One such advert currently to be found on the network proudly announces the arrival of ‘Time Explorers’, an event comprising new ‘digital missions for children’, at Hampton Court Palace. The event is doubtless designed to make the prospect of a visit exciting to children.

But this invites a glaring question: when did we become a society where a Tudor palace needs to be made exciting?

The phenomenon is neither new nor unique; the poster, in this case, indicative of a wider trend. Across countless institutions of the cultural, historical, and artistic communities, things once considered objects of cultural or intellectual import, and correspondingly presented as such, are being dumbed down in what can only be described as a gradual acceptance and encouragement of intellectual decline.

The Natural History Museum, too — surely one of the great treasures of this country — now appears intent on replacing as much actual content as possible with interactive displays and computer games. The place is scarcely recognisable compared to its former self. One can only fear for the day the same minds take control of the British Museum. It has, perhaps, been spared this fate so far by its curators’ knowledge that res ipsa loquitur: the thing speaks for itself.

> **LIST OF TASKS**:
(1) Repeat the passage on cultural institutions word for word, between "But this invites" and "of intellectual decline.", inclusive.
(2) In the passage on cultural institutions, what does the 'Time Explorers' event at Hampton Court Palace comprise?
Work from the passage on cultural institutions alone.

> **DATA LINES**:

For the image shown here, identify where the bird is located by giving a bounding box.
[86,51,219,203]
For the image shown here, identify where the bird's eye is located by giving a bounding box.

> **TASK-BY-TASK ANSWERS**:
(1)
But this invites a glaring question: when did we become a society where a Tudor palace needs to be made exciting?

The phenomenon is neither new nor unique; the poster, in this case, indicative of a wider trend. Across countless institutions of the cultural, historical, and artistic communities, things once considered objects of cultural or intellectual import, and correspondingly presented as such, are being dumbed down in what can only be described as a gradual acceptance and encouragement of intellectual decline.

(2) New 'digital missions for children'.